**Quoted passage**
────────────────
Study by Mumbai -based think tank states while mothers have helicopter parenting style, fathers allow kids to learn via trail and error method

mumbai Updated: Nov 30, 2016 10:33 IST
Puja Pednekar
The study revealed that nearly 75% mothers had a helicopter parenting style, characterised by a tendency to hover over their children and swoop in to rescue them at the first sign of trouble.
The study revealed that nearly 75% mothers had a helicopter parenting style, characterised by a tendency to hover over their children and swoop in to rescue them at the first sign of trouble. (Shutterstock )

A new study on Mumbai parents have revealed that even though mothers are better teachers, children learn to become independent and take risks from their fathers. The study states that fathers are capable of teaching students much more than they are usually given credit for. 

The survey was conducted by Early Childhood Association (ECA), a Mumbai-based think tank consisting of 200 preschools, child specialist and Podar Institute of Education, Santacruz, as its members. A group of 1,500 parents, selected randomly, from Mumbai were assigned tasks along with their child and their actions were studied.
────────────────
**Listing**

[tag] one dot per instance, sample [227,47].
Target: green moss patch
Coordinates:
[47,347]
────────────────
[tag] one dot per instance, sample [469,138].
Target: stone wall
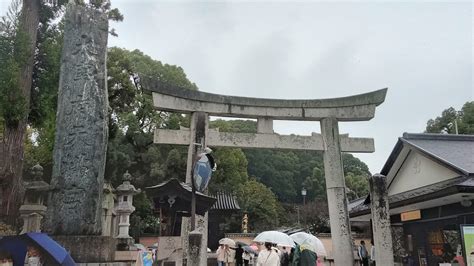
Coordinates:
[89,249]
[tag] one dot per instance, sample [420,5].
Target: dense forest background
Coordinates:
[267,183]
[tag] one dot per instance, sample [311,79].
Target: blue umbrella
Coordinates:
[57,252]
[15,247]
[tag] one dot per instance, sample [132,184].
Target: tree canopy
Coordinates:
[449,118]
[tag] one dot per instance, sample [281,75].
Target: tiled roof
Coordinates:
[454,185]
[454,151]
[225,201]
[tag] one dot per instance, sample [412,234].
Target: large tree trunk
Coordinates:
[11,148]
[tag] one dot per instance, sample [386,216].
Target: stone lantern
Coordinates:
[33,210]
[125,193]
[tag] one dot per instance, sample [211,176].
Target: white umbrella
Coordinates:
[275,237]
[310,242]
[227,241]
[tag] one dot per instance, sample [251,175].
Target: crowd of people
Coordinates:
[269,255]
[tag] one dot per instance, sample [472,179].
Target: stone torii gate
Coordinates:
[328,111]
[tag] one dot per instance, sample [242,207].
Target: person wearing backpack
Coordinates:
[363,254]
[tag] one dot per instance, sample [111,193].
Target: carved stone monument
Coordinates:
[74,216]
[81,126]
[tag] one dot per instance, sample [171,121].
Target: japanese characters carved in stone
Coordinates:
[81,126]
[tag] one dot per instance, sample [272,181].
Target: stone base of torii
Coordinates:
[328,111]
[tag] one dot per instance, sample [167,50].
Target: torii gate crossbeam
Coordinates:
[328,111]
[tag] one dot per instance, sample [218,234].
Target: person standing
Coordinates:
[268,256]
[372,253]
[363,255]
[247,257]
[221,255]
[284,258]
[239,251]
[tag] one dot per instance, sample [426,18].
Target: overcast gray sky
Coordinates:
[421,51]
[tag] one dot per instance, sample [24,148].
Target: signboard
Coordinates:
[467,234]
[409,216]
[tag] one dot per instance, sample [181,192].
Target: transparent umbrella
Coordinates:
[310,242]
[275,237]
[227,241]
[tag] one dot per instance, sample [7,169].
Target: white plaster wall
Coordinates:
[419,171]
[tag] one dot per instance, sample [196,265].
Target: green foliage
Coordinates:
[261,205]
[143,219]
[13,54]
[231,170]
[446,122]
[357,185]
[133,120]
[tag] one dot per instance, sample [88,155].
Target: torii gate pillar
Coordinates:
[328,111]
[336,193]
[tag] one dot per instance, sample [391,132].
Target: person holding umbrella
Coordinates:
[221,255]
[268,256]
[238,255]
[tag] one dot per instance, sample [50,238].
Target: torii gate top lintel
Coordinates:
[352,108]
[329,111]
────────────────
**Exercise instructions**
Reproduce the news article above on the Mumbai parenting study word for word, from start to finish.

**Exercise answer**
Study by Mumbai -based think tank states while mothers have helicopter parenting style, fathers allow kids to learn via trail and error method

mumbai Updated: Nov 30, 2016 10:33 IST
Puja Pednekar
The study revealed that nearly 75% mothers had a helicopter parenting style, characterised by a tendency to hover over their children and swoop in to rescue them at the first sign of trouble.
The study revealed that nearly 75% mothers had a helicopter parenting style, characterised by a tendency to hover over their children and swoop in to rescue them at the first sign of trouble. (Shutterstock )

A new study on Mumbai parents have revealed that even though mothers are better teachers, children learn to become independent and take risks from their fathers. The study states that fathers are capable of teaching students much more than they are usually given credit for. 

The survey was conducted by Early Childhood Association (ECA), a Mumbai-based think tank consisting of 200 preschools, child specialist and Podar Institute of Education, Santacruz, as its members. A group of 1,500 parents, selected randomly, from Mumbai were assigned tasks along with their child and their actions were studied.